Exercise prompt —
Can you repeat the rows word for word, starting at the first row and stopping after the line that contains "positive clicks: (21, 206) (0, 207) (0, 202)", with that line included?

Provided information —
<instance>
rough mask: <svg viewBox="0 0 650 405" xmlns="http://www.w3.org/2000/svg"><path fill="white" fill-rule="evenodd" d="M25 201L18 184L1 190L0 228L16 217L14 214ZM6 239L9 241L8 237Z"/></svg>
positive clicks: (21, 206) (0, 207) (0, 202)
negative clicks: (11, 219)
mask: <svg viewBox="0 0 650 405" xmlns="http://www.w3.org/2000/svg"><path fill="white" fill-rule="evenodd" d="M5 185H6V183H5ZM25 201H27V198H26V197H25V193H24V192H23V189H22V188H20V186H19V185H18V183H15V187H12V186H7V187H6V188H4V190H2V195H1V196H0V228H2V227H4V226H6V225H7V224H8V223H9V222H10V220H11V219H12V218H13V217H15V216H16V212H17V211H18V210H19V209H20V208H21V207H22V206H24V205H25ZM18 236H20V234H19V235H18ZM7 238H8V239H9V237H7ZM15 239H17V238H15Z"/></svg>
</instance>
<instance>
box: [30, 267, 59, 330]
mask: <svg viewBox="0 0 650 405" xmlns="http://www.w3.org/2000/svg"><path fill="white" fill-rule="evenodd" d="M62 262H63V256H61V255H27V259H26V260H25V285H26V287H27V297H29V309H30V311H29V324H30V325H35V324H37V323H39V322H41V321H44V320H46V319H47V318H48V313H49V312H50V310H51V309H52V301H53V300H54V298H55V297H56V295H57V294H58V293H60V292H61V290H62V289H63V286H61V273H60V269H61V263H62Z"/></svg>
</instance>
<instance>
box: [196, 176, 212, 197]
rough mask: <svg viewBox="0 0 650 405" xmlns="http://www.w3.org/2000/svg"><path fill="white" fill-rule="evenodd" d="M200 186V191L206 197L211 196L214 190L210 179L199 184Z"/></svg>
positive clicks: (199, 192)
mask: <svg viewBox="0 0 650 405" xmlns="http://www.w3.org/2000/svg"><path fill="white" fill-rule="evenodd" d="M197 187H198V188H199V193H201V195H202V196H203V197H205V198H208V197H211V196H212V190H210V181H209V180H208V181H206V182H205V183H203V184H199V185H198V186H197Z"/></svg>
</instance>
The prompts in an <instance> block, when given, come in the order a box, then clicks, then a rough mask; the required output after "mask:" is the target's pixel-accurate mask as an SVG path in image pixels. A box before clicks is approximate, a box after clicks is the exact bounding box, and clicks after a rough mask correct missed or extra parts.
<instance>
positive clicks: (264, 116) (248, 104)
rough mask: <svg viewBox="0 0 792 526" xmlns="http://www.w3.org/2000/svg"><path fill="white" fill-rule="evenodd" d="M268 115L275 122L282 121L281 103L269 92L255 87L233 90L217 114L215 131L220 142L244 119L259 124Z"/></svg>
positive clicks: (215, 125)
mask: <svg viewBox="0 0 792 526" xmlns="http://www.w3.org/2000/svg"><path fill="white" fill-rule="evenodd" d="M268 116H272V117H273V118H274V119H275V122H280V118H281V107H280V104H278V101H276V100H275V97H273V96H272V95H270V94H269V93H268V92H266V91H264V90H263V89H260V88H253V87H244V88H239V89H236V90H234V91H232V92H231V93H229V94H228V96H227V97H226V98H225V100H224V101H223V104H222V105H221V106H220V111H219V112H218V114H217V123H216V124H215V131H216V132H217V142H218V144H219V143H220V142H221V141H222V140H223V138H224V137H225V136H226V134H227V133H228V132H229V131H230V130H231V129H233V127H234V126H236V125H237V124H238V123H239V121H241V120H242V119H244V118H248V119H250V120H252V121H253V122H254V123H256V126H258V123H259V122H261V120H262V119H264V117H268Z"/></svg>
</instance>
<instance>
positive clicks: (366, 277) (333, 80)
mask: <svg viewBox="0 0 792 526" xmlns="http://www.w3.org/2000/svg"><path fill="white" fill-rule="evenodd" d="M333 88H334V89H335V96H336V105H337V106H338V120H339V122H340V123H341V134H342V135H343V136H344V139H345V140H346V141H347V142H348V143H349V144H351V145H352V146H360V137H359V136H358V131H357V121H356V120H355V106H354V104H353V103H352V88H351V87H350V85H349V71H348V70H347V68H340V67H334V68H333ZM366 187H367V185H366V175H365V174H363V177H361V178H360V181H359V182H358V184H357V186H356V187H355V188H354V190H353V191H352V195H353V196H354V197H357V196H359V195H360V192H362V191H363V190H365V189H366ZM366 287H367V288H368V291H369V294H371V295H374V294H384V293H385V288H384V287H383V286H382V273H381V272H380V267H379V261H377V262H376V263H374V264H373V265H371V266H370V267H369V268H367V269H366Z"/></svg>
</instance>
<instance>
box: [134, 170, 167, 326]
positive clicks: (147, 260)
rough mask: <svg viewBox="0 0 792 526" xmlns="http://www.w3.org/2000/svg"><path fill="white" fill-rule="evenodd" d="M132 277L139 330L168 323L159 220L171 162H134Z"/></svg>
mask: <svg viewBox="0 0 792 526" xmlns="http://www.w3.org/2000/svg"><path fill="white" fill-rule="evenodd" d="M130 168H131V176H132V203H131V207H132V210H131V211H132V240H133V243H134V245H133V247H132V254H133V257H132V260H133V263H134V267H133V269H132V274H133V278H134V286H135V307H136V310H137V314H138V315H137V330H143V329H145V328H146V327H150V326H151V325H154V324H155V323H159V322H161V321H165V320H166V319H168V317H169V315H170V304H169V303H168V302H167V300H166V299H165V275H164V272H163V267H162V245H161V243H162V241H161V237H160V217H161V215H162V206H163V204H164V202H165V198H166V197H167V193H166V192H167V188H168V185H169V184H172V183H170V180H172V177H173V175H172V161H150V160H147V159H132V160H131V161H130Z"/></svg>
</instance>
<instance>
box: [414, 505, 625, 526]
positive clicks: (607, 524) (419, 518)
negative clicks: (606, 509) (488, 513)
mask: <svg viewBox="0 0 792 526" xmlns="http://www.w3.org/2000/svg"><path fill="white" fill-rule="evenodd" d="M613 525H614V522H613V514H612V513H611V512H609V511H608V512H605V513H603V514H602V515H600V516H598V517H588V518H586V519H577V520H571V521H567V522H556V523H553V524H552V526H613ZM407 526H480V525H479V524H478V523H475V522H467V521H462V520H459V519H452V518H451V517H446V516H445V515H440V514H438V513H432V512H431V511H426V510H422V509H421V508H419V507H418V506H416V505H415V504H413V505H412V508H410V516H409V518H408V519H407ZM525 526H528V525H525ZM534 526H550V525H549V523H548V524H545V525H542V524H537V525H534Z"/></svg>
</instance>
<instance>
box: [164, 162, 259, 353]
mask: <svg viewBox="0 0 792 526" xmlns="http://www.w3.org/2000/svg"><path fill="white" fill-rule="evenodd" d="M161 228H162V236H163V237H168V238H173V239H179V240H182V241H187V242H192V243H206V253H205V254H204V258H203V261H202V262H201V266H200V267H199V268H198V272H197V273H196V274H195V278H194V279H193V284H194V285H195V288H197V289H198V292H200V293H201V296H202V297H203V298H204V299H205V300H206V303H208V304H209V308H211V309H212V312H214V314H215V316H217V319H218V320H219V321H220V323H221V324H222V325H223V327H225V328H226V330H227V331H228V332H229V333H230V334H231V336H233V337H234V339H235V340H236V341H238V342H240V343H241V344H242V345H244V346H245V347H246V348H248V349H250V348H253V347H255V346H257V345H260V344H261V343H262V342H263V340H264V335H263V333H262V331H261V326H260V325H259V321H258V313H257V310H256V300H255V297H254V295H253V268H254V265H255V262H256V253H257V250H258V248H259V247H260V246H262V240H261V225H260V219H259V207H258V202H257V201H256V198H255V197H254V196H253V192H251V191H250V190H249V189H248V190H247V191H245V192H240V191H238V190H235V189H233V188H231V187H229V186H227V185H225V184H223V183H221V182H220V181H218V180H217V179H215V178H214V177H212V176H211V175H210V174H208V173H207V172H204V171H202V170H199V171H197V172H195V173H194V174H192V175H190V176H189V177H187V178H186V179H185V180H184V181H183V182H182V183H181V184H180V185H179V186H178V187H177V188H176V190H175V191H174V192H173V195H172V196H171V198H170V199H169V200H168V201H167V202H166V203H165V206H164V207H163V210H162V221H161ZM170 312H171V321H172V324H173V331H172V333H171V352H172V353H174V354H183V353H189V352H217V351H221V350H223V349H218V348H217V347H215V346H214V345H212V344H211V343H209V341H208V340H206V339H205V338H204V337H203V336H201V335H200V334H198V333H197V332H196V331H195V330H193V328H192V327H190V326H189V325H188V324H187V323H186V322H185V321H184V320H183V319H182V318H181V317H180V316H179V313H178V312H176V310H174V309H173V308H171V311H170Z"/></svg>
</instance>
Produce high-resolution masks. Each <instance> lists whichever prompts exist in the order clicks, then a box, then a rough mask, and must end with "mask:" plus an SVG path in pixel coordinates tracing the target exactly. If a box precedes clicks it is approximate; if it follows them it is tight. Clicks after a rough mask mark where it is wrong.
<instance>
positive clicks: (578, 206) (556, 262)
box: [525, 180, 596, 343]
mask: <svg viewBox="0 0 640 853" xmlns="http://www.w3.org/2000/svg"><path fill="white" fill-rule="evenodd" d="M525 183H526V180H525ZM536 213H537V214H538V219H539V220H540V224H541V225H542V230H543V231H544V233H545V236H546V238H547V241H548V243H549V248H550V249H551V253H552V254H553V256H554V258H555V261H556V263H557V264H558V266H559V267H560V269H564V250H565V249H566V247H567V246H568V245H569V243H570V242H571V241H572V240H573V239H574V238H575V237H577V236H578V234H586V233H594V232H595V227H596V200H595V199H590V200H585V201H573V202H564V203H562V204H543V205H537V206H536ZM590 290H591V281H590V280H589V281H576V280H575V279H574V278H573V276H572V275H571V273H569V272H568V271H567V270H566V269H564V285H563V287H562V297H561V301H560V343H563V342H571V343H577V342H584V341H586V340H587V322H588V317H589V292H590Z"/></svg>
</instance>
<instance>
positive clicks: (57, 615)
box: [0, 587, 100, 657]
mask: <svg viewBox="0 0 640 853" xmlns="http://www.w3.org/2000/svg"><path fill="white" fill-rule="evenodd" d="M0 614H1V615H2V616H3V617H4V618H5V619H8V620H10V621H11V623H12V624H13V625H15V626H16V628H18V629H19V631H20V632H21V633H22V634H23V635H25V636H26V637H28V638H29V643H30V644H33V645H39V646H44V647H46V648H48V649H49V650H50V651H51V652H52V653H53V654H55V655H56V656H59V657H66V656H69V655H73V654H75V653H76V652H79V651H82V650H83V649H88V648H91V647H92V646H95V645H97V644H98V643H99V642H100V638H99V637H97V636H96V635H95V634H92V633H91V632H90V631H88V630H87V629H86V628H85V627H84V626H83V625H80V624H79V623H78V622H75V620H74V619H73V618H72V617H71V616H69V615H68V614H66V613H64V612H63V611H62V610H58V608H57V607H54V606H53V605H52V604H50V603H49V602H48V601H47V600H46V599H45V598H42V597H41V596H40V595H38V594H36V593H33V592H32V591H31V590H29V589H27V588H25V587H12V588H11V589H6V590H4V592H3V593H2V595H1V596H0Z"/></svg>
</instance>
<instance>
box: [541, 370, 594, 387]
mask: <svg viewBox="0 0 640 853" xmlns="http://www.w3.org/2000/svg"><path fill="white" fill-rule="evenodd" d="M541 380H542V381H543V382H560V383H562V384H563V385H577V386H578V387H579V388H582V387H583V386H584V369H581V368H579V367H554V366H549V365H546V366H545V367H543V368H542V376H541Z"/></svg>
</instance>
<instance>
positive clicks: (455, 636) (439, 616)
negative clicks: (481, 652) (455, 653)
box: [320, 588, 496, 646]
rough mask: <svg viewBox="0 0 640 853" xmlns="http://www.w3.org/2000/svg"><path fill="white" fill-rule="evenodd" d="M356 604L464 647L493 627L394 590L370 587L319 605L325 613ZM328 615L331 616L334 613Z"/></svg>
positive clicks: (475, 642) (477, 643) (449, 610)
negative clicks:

Answer to this task —
<instance>
rough mask: <svg viewBox="0 0 650 405" xmlns="http://www.w3.org/2000/svg"><path fill="white" fill-rule="evenodd" d="M25 201L18 184L1 190L0 228L16 217L14 214ZM6 239L9 241L8 237Z"/></svg>
positive clicks: (21, 206) (0, 207) (0, 202)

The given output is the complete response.